Shoji Ueda est un artiste majeur de la photographie japonaise, dont l’œuvre a rapidement connu un retentissement international. Ses compositions, inventives et pleines de charme, sont à part dans l’histoire de a photographie, détachées des modes et des mouvements artistiques, purs produits de son esprit ludique et de son imagination fertile. Dans les dunes, chères à son cœur, de sa région natale de Tottori, mais également dans les rues de son village ou chez lui, il crée toujours, guidé par sa vision unique et son insatiable curiosité, des images à l’esthétique frappante, oniriques et d’un humour bienveillant.
Auprès de sa famille posant pour lui, d’enfants des écoles environnantes, de mannequins dans les années 1980, il orchestre des compositions surprenantes, à la fois graphique et très poétique. Le modèle, en soi, compte moins que la silhouette, le contraste, la construction de l’image, l’incongruité des objets et des corps. De même, au sein de son atelier, dans le creux d’une petite boite, il arrange et coordonne ses objets, bouts de bois et coquillages ramassés sur le sable, objets du quotidien, ou fruits et légumes. A ces objets, tout comme aux portraits de ses proches ou aux photographies de mode, il confère la même tonalité « surréalisante », faisant naitre la poésie des détails quotidiens, en marge de la tendance documentaire du Japon de son époque. Dans ses photographies, même les objets, ainsi, acquièrent quelque chose d’humain et de comique, personnages intégrés à son monde, et regardant le spectateur avec une douce ironie.

DONNÉES:
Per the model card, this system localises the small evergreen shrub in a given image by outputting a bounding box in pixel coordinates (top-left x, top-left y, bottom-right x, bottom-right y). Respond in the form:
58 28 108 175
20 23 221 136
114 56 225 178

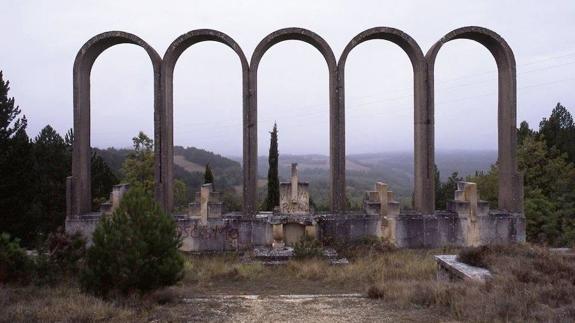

À FAIRE:
- 1) Traduisez en anglais cette phrase du texte sur Shoji Ueda : « Le modèle, en soi, compte moins que la silhouette, le contraste, la construction de l’image, l’incongruité des objets et des corps. »
- 2) Répondez brièvement d’après le texte sur Shoji Ueda :
(a) Quelle est la région natale où se trouvent les dunes chères à son cœur ?
(b) Qui pose pour lui dans les années 1980 ?
(c) Quels objets ramassés sur le sable arrange-t-il dans son atelier ?
- 3) D’après le texte sur Shoji Ueda, pourquoi ses compositions sont-elles « à part » dans l’histoire de la photographie ? Répondez en une à trois phrases.

RÉPONSES RÉDIGÉES:
- 1) The model, in itself, matters less than the silhouette, the contrast, the construction of the image, the incongruity of objects and bodies.

- 2)
(a) La région de Tottori.
(b) Des mannequins.
(c) Des bouts de bois et des coquillages.

- 3) Elles sont détachées des modes et des mouvements artistiques. Ce sont de purs produits de son esprit ludique et de son imagination fertile.